-- START OF Task material --

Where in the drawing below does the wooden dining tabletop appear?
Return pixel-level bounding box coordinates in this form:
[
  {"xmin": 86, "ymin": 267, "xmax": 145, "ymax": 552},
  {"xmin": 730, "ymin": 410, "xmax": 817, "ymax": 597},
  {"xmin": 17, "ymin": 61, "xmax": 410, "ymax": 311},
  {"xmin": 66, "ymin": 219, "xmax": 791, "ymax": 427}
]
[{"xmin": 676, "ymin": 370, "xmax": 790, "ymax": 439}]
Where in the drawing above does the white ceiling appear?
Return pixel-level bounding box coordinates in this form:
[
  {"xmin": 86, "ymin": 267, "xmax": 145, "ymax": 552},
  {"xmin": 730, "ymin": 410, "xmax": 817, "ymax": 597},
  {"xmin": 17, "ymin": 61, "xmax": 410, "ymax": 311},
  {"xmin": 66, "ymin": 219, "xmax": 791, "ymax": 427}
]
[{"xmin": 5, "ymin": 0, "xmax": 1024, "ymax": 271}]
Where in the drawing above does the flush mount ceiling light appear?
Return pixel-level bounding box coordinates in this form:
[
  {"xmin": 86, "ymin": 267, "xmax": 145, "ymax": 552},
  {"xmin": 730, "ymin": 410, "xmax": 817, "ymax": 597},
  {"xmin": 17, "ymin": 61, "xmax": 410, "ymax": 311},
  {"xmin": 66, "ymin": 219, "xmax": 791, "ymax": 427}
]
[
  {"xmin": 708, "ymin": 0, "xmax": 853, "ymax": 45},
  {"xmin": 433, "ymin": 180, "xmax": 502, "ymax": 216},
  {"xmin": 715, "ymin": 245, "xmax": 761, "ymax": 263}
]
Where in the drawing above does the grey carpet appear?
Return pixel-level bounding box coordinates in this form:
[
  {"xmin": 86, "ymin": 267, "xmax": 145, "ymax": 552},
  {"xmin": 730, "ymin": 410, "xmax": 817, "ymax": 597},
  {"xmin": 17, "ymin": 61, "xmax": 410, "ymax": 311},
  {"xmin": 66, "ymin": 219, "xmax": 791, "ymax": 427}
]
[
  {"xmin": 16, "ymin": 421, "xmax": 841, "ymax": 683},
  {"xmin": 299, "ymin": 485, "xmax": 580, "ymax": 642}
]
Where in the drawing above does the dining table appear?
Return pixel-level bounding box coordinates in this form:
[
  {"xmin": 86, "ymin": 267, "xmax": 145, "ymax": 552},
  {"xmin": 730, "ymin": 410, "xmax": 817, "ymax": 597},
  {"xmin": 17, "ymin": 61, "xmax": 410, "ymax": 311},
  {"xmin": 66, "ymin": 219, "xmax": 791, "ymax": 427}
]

-- END OF Task material --

Rewrite the lines from the one containing "Where in the drawing above does the dining" through the last line, swapping "dining table" for "kitchen table" and keeping everything else unchanged.

Where in the drawing above does the kitchen table appear?
Return pixel-level bounding box coordinates in this form:
[
  {"xmin": 86, "ymin": 267, "xmax": 145, "ymax": 552},
  {"xmin": 730, "ymin": 410, "xmax": 817, "ymax": 597},
  {"xmin": 17, "ymin": 61, "xmax": 410, "ymax": 311},
  {"xmin": 66, "ymin": 219, "xmax": 791, "ymax": 427}
]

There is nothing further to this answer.